# [Exercise]
Every line of the data is to be reproduced exactly.

-- Data provided follows --

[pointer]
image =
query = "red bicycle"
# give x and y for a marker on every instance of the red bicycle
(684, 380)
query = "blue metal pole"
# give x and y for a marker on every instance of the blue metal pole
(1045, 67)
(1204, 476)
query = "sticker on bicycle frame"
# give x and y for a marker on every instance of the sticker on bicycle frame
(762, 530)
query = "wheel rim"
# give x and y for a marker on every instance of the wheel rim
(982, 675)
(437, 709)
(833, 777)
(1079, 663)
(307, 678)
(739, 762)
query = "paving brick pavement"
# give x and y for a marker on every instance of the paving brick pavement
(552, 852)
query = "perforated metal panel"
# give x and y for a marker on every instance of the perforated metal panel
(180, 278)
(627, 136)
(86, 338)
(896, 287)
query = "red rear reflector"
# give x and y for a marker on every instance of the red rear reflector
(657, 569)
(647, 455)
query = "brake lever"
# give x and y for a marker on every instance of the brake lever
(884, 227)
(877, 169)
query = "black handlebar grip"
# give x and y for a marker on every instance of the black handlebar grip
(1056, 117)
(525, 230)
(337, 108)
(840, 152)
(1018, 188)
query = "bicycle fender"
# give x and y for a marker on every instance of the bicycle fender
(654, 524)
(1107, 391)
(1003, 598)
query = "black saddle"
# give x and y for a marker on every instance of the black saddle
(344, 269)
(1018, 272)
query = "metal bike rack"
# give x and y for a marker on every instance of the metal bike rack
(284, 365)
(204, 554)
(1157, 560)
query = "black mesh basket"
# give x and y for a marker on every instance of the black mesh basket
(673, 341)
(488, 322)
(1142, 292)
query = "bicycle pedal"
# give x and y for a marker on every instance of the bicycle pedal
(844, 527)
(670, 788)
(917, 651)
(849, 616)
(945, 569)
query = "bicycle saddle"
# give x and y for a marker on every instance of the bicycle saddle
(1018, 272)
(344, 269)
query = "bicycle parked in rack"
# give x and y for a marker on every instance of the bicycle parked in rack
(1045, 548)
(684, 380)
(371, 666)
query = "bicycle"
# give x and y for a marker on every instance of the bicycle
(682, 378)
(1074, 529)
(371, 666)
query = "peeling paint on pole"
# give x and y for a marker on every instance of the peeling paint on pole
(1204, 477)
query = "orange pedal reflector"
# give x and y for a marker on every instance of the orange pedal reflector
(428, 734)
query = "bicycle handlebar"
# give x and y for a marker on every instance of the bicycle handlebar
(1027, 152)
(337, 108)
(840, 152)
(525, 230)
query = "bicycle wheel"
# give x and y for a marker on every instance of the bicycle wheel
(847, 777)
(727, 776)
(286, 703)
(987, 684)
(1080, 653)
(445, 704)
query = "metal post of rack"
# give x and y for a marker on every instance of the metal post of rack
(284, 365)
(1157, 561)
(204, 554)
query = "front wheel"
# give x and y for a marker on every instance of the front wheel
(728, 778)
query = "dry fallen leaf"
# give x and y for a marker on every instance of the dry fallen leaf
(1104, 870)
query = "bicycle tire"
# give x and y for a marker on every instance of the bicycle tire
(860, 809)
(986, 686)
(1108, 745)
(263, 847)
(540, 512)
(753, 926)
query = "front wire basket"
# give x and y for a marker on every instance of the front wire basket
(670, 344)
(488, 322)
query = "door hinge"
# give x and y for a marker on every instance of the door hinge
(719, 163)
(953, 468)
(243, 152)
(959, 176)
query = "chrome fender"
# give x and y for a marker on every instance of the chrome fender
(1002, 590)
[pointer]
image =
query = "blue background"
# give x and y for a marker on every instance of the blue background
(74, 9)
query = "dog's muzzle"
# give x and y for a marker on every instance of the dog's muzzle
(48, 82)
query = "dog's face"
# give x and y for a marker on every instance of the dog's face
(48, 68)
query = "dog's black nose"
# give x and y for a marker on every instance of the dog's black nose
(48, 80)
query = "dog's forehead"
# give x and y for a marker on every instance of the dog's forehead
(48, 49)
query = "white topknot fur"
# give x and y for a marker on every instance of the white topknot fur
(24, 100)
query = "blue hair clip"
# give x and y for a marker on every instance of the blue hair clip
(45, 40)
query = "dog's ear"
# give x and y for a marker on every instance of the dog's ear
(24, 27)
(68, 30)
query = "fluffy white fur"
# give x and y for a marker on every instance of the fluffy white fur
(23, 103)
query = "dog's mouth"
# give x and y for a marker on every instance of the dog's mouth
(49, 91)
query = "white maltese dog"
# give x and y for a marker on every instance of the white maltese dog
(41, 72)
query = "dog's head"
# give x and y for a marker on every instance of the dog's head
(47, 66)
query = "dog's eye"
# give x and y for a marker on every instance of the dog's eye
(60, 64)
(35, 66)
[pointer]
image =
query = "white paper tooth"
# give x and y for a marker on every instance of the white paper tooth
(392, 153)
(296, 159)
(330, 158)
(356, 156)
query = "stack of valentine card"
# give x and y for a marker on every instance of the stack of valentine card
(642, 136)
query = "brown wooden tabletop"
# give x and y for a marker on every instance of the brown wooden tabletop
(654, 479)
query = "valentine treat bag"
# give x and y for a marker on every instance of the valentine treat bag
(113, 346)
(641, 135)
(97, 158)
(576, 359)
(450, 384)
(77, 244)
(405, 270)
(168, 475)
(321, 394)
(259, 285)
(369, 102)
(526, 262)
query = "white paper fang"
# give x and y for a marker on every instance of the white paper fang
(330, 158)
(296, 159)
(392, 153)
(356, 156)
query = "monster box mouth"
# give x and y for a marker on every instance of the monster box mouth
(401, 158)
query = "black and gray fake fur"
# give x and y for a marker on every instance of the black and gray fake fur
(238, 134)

-- Data provided concluded --

# [Result]
[pointer]
image =
query = "red bicycle"
# give x and y for a marker on every instance of the red bicycle
(684, 380)
query = "blue metal pole"
# give x and y for a marker on every instance of the blue metal pole
(1045, 67)
(1204, 476)
query = "sticker on bicycle frame"
# give x and y for a marker on every instance of the sticker on bicycle frame
(762, 530)
query = "wheel rim"
# give x and y for a marker on every instance of the wheel rim
(982, 675)
(437, 709)
(833, 777)
(1079, 663)
(307, 678)
(739, 762)
query = "paving brick pavement"
# give x and y for a marker on every instance of the paving brick pavement
(552, 852)
query = "perforated metal panel"
# give x and y for a marker on every instance of the perforated metal panel
(180, 278)
(627, 136)
(86, 338)
(896, 287)
query = "red rear reflector"
# give x and y for a marker on every instance of the red rear reflector
(657, 569)
(647, 455)
query = "brake lever"
# give x and y for a marker on every instance of the brake lever
(884, 227)
(877, 169)
query = "black handlebar grip"
# give x and y for a marker on every instance of the black handlebar grip
(1056, 117)
(525, 230)
(337, 108)
(840, 152)
(1018, 188)
query = "bicycle fender"
# give x and y for a marker on every instance of the bicycle fender
(654, 524)
(1107, 391)
(1003, 598)
query = "black saddle"
# give x and y for a marker on every instance of the black saddle
(344, 269)
(1018, 272)
query = "metal bike rack"
# give x and y for a marker on every instance of the metal bike rack
(284, 365)
(204, 554)
(1157, 560)
query = "black mesh basket"
# give x and y for a marker on every instance of the black mesh basket
(673, 341)
(488, 322)
(1142, 292)
query = "bicycle pedal"
# give x and y for a marker on every instance of the bicycle pedal
(844, 527)
(670, 788)
(917, 651)
(849, 616)
(945, 569)
query = "bicycle saddle"
# give x and y for a marker on every instance of the bicycle saddle
(1018, 272)
(344, 269)
query = "bicycle parked in rack"
# give x and y for a marker on every instance of the bicycle parked in rack
(1045, 548)
(684, 380)
(371, 666)
query = "bicycle"
# give x and y for a marker on every instance of the bicycle
(682, 378)
(1074, 529)
(371, 666)
query = "peeling paint on pole"
# give x and y for a marker on every instance of the peeling paint on pole
(1204, 477)
query = "orange pedal reflector"
# give x and y for a marker on every instance of the orange pedal reflector
(428, 734)
query = "bicycle handlebar"
# give x and y for a marker on every instance of the bicycle handlebar
(1027, 152)
(337, 108)
(840, 152)
(525, 230)
query = "bicycle wheel"
# give x and y for a marker on every instance of the bicycle wheel
(847, 777)
(727, 776)
(286, 703)
(987, 684)
(1080, 653)
(445, 704)
query = "metal post of rack"
# give x and y for a marker on every instance of the metal post of rack
(284, 365)
(1157, 561)
(204, 554)
query = "front wheel"
# give x and y for a marker on every instance of the front wheel
(728, 778)
query = "dry fallen leaf"
# give x and y for a marker on every instance of the dry fallen leaf
(1104, 870)
query = "bicycle tire"
# give x and y for a marker on every instance of the bicycle tire
(860, 809)
(986, 686)
(1108, 745)
(263, 847)
(540, 512)
(753, 926)
query = "front wire basket"
# give x and y for a marker on every instance of the front wire basket
(670, 344)
(488, 322)
query = "door hinge"
# give x and y for a marker on every instance of the door hinge
(719, 163)
(953, 468)
(243, 152)
(959, 176)
query = "chrome fender"
# give x and y for a marker on every instance of the chrome fender
(1002, 590)
[pointer]
image =
query = "blue background"
# give x and y for a marker on every instance of the blue background
(74, 9)
query = "dog's muzzle"
# give x and y for a marker on every instance of the dog's muzzle
(48, 82)
query = "dog's face"
# give x and y for a marker on every instance of the dog's face
(48, 68)
query = "dog's black nose"
# give x and y for a marker on every instance of the dog's black nose
(48, 80)
query = "dog's forehead"
# give x and y for a marker on every instance of the dog's forehead
(48, 49)
query = "white topknot fur"
# give x and y for a marker on every instance of the white topknot fur
(24, 100)
query = "blue hair clip"
# give x and y for a marker on every instance of the blue hair clip
(45, 40)
query = "dog's ear"
# give x and y for a marker on every instance of the dog's ear
(24, 27)
(68, 30)
query = "fluffy white fur"
# give x and y for a marker on every instance of the fluffy white fur
(23, 103)
query = "dog's mouth"
# give x and y for a marker on every instance of the dog's mouth
(49, 91)
query = "white maltese dog"
# give x and y for a marker on every instance of the white maltese dog
(41, 72)
query = "dog's head"
# give x and y for a marker on every instance of the dog's head
(47, 66)
query = "dog's eye"
# give x and y for a marker on every instance of the dog's eye
(60, 64)
(35, 66)
[pointer]
image =
query = "white paper tooth"
# give x and y for a marker on every instance of the white paper tooth
(392, 153)
(296, 159)
(330, 158)
(356, 156)
query = "stack of valentine card"
# give x and y for a marker on every instance of the stack of valentine card
(642, 136)
query = "brown wooden tabletop"
# give x and y for a marker on every instance of the brown wooden tabletop
(654, 479)
query = "valentine treat bag"
# give x and y for a marker on every instance of the valentine treat bag
(113, 346)
(641, 135)
(97, 158)
(576, 359)
(450, 384)
(77, 244)
(405, 270)
(168, 475)
(321, 394)
(259, 285)
(369, 102)
(526, 262)
query = "white paper fang"
# give x and y for a marker on every instance of the white paper fang
(330, 158)
(296, 159)
(392, 153)
(356, 156)
query = "monster box mouth"
# give x and y for a marker on every instance of the monster box mouth
(401, 158)
query = "black and gray fake fur"
# give x and y for a marker on every instance of the black and gray fake fur
(238, 134)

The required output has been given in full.